- _Work to be completed_
Type out the data exactly as given. Skip any image.
— Begin —
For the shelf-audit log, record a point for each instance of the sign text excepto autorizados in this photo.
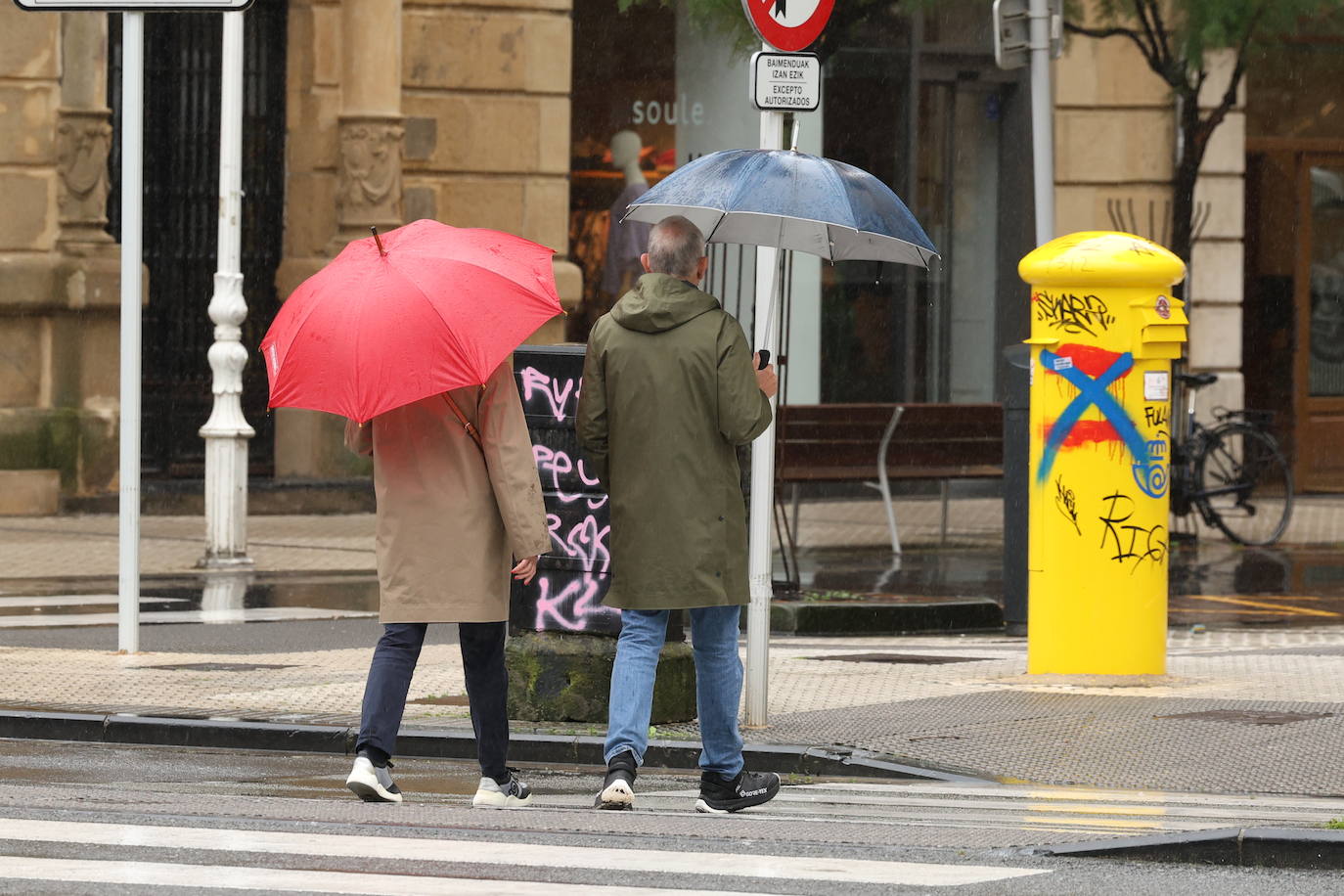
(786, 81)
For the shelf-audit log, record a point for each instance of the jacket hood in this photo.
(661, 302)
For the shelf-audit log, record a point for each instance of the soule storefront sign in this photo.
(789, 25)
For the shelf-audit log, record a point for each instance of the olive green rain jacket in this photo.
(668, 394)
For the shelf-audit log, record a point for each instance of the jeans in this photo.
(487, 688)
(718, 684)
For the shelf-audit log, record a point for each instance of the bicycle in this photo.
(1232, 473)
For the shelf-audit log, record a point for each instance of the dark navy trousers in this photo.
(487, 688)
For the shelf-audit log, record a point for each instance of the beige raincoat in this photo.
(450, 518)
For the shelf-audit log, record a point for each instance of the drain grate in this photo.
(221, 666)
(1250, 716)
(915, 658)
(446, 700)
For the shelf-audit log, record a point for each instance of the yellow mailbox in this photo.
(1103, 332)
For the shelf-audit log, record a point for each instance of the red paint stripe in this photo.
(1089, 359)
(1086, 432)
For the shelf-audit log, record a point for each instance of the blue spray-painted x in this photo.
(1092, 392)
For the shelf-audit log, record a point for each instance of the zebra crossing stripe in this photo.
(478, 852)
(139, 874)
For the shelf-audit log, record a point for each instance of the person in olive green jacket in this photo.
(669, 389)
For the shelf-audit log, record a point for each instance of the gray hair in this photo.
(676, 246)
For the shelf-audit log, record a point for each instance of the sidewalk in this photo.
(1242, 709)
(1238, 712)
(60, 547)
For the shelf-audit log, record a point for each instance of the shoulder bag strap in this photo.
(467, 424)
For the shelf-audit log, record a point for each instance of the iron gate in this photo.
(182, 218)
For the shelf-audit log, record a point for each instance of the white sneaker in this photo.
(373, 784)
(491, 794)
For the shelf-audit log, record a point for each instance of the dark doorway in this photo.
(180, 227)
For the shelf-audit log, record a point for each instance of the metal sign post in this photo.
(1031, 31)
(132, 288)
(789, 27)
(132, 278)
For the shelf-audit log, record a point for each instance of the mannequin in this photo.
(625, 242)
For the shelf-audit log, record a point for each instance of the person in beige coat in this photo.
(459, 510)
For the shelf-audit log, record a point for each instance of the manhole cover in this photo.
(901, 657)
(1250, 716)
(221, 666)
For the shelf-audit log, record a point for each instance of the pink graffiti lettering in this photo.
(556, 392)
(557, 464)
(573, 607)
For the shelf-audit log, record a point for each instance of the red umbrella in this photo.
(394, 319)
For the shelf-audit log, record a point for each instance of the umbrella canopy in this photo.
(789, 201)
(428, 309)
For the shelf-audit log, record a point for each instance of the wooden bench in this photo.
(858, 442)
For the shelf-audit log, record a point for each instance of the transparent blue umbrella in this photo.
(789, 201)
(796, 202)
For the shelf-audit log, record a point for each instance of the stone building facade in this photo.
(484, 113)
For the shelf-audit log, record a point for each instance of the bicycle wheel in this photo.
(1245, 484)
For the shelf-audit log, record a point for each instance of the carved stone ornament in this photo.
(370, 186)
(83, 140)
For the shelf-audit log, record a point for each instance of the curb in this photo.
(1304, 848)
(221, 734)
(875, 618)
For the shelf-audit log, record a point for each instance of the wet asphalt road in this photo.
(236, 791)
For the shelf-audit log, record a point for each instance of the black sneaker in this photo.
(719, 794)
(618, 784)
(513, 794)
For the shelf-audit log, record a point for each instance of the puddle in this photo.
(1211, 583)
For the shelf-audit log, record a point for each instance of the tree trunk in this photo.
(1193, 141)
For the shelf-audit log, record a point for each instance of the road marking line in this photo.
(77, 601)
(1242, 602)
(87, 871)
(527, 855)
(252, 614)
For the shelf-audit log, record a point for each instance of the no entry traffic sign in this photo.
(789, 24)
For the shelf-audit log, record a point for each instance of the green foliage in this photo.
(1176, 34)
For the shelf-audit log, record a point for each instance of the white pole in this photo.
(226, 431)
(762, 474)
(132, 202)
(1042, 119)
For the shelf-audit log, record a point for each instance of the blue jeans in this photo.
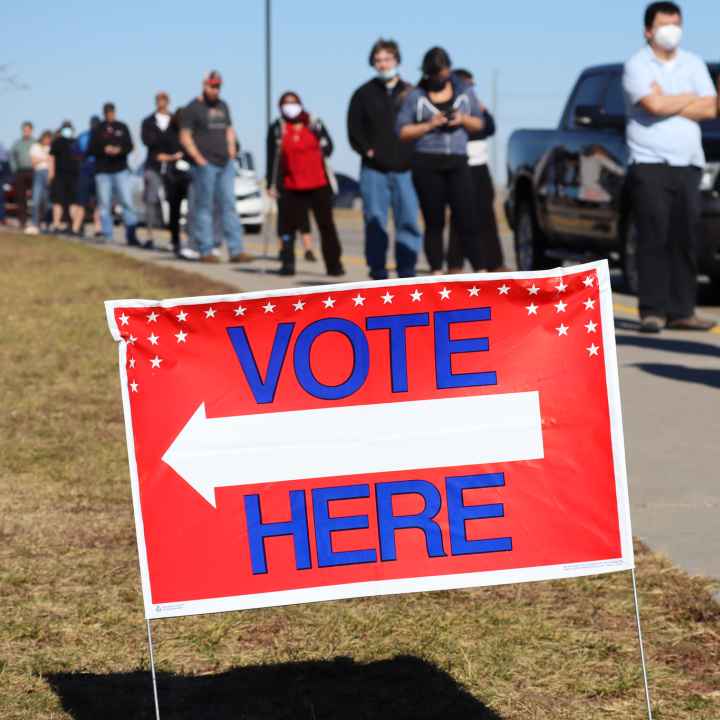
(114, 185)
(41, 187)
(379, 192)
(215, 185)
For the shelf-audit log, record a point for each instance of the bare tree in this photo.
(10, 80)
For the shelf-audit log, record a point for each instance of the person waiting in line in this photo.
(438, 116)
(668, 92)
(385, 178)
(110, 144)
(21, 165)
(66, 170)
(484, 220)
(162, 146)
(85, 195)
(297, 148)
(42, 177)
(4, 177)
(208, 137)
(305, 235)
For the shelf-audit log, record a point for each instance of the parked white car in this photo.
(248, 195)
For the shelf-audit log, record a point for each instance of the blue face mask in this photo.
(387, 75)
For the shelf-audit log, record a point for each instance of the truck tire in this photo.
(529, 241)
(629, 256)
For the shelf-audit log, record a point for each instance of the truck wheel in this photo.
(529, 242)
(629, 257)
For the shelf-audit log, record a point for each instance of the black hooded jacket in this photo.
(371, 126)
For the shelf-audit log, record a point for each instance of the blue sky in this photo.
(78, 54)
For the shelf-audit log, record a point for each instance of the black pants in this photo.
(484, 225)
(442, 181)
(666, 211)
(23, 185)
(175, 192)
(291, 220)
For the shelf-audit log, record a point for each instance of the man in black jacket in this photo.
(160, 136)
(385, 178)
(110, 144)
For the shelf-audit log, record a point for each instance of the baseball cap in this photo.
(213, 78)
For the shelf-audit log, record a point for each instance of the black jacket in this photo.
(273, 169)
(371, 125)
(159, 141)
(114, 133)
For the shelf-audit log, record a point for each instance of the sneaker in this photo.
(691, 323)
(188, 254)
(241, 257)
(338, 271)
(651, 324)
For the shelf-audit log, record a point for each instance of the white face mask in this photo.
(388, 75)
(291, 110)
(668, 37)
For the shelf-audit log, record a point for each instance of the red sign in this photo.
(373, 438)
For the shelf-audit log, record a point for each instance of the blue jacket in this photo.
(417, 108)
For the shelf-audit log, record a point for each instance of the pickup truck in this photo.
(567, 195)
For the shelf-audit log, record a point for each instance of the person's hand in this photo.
— End —
- _Result of the exercise_
For the shelf-audit log, record a point for each instance of the sign text excepto autorizados in this photo.
(786, 81)
For the shelf-audit log, record a point for each instance of the jacket hood in this photo.
(661, 302)
For the shelf-audit log, record a point for each instance of the soule storefront sign in this photo.
(789, 25)
For the shelf-audit log, record a point for each instance of the olive green rain jacket in this photo.
(668, 394)
For the shelf-audit log, record a point for each instance of the jeans in this photo.
(487, 688)
(718, 684)
For the shelf-audit log, record a point for each instance of the bicycle in this photo.
(1232, 473)
For the shelf-audit log, record a point for each instance of the dark navy trousers in this photo.
(487, 688)
For the shelf-audit log, record a point for each instance of the beige raincoat in this photo.
(450, 518)
For the shelf-audit log, record a point for each instance of the drain grate in this photo.
(221, 666)
(1250, 716)
(915, 658)
(446, 700)
For the shelf-audit log, record a point for each instance of the yellow mailbox in this photo.
(1103, 332)
For the shelf-audit log, record a point for each instance of the red paint stripe in this photo.
(1089, 359)
(1086, 432)
For the shelf-audit log, record a point for each instance of the blue spray-painted x in this photo.
(1092, 392)
For the shelf-audit log, record a point for each instance of the zebra crossing stripe in this photo.
(478, 852)
(139, 874)
For the shelf-audit log, record a point for each instance of the person in olive green jacket in this photo.
(669, 389)
For the shelf-audit log, record a point for each instance of the gray hair in this photo.
(676, 246)
For the shelf-audit log, record a point for each instance of the sidewalk in this photo.
(1242, 709)
(1238, 712)
(60, 547)
For the shelf-audit log, record a point for each instance of the shoulder bag strap in this photo.
(467, 424)
For the shelf-audit log, record a point for each instance of the iron gate in this photo.
(182, 218)
For the shelf-audit log, record a point for each instance of the white sneaker in this photo.
(373, 784)
(491, 794)
For the shelf-audit log, record a point for each instance of the dark doorway in this photo.
(180, 227)
For the shelf-audit log, record a point for each instance of the metal sign post in this photo.
(1031, 31)
(132, 288)
(789, 27)
(132, 278)
For the shelf-audit log, record a point for each instance of the mannequin in this photo.
(625, 242)
For the shelf-audit log, record a point for each instance of the person in beige coat in this photo.
(459, 510)
For the shelf-audit log, record a point for each instance of the manhole cover in this photo.
(901, 657)
(1250, 716)
(221, 666)
For the shelf-audit log, record a point for each instance of the pink graffiti lettering in this photo.
(556, 392)
(557, 464)
(573, 607)
For the shelf-audit log, record a point for each instance of the red umbrella in this photo.
(394, 319)
For the shelf-audit log, record a point for each instance of the umbrella canopy in this photo.
(789, 201)
(428, 309)
For the shelf-audit log, record a point for each instance of the wooden bench in this photo.
(858, 442)
For the shelf-audit log, record a point for each instance of the transparent blue umbrella in this photo.
(789, 201)
(796, 202)
For the shelf-audit log, record a point for each instance of the stone building facade in this photo.
(484, 113)
For the shelf-audit log, record a point for each instance of the bicycle wheel in this photo.
(1245, 484)
For the shelf-audit log, record a point for each instance of the carved stone ornament in this photo.
(370, 186)
(83, 140)
For the shelf-audit log, record a point for each instance of the curb in this photo.
(1304, 848)
(221, 734)
(875, 618)
For the shelf-audit log, record a point for each instance of the wet asphalt road in this photo.
(236, 791)
For the shelf-audit log, record a point for each instance of the black sneaker in this photo.
(719, 794)
(618, 784)
(513, 794)
For the shelf-audit log, record a point for each instance of the puddle in this photo.
(1211, 583)
For the shelf-audit log, record a point for each instance of the tree trunk in this photo.
(1193, 141)
For the shelf-audit log, record a point for each instance of the road marking line in this photo.
(77, 601)
(1242, 602)
(87, 871)
(527, 855)
(252, 614)
For the shelf-audit log, record a point for each instance of the no entry traffic sign in this photo.
(789, 24)
For the shelf-audit log, record a point for each instance of the green foliage in this photo.
(1176, 34)
For the shelf-audit log, record a point for each instance of the white pole in this photo.
(226, 431)
(762, 474)
(132, 202)
(1042, 119)
For the shelf-audit log, record a point for each instance of the blue jeans in this photo.
(114, 185)
(41, 187)
(379, 192)
(215, 185)
For the shelf-audit log, record a point for each instance of the bare tree in this photo.
(10, 80)
For the shelf-audit log, record a point for each instance of the person waiting in line in this photo.
(438, 116)
(668, 92)
(385, 178)
(110, 144)
(21, 165)
(66, 170)
(484, 220)
(162, 146)
(85, 195)
(297, 148)
(42, 177)
(4, 177)
(208, 137)
(305, 235)
For the shelf-audit log, record a point for each instance of the parked white car in this photo.
(248, 195)
For the shelf-audit log, record a point for each instance of the blue face mask in this photo.
(387, 75)
For the shelf-audit log, record a point for each instance of the truck tire in this photo.
(529, 241)
(629, 256)
For the shelf-audit log, record a point for each instance of the truck wheel in this photo.
(529, 242)
(629, 257)
For the shelf-audit log, record a point for each instance of the black hooded jacket in this photo.
(371, 126)
For the shelf-audit log, record a point for each instance of the blue sky in this photo.
(78, 54)
For the shelf-audit log, record a point for each instance of the black pants in this photo.
(484, 225)
(442, 181)
(666, 211)
(23, 185)
(175, 192)
(291, 220)
For the shelf-audit log, record a point for each instance of the man in black jacket in this photo.
(160, 136)
(385, 178)
(110, 144)
For the shelf-audit log, record a point for each instance of the baseball cap in this photo.
(213, 78)
For the shelf-audit log, record a point for each instance of the black jacket in this photo.
(273, 169)
(371, 125)
(159, 141)
(114, 133)
For the shelf-audit log, record a point for each instance of the sneaker in this photo.
(691, 323)
(188, 254)
(241, 257)
(338, 271)
(651, 324)
For the shelf-audit log, record a point for each instance of the white face mask in this photo.
(388, 75)
(291, 110)
(668, 37)
For the shelf-audit log, record a point for each instance of the red sign in this photo.
(373, 438)
For the shelf-audit log, record a point for each instance of the blue jacket in this photo.
(417, 108)
For the shelf-audit log, record a point for each instance of the pickup truck in this photo.
(567, 195)
For the shelf-audit log, record a point for each instance of the person's hand in this photo.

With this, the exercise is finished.